• Records for the exercise

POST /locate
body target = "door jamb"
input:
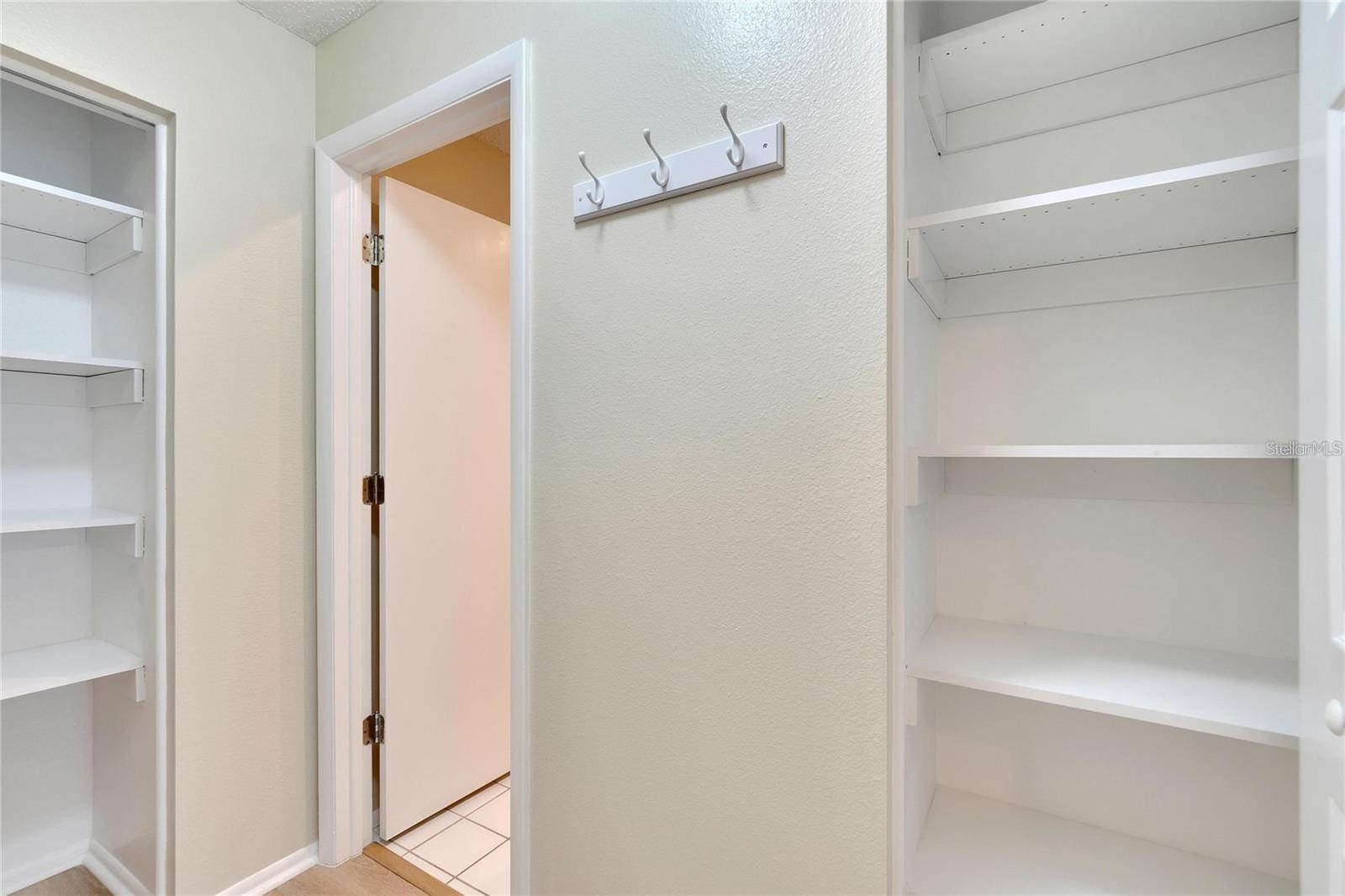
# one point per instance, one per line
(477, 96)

--

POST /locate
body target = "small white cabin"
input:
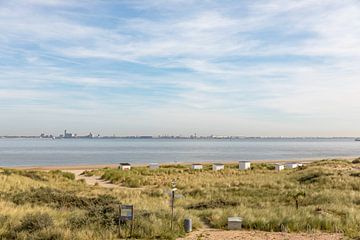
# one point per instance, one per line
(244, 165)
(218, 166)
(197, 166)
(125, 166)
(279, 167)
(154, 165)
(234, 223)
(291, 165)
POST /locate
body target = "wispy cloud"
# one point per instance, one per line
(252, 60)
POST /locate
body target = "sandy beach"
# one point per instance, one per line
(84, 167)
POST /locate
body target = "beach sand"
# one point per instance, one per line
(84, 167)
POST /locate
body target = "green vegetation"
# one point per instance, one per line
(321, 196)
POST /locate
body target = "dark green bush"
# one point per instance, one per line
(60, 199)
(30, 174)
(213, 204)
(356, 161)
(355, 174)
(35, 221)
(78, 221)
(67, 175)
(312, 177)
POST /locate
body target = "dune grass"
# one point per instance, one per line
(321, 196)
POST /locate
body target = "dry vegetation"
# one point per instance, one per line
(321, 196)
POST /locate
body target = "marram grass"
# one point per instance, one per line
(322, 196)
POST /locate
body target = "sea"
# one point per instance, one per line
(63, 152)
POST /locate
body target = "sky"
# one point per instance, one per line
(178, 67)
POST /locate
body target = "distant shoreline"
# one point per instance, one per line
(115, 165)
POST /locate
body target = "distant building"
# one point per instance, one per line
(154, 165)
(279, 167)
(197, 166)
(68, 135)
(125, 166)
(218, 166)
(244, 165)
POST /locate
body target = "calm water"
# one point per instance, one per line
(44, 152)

• What you have to do
Your answer should be one number: how many lines above include the word "green".

• Solution below
2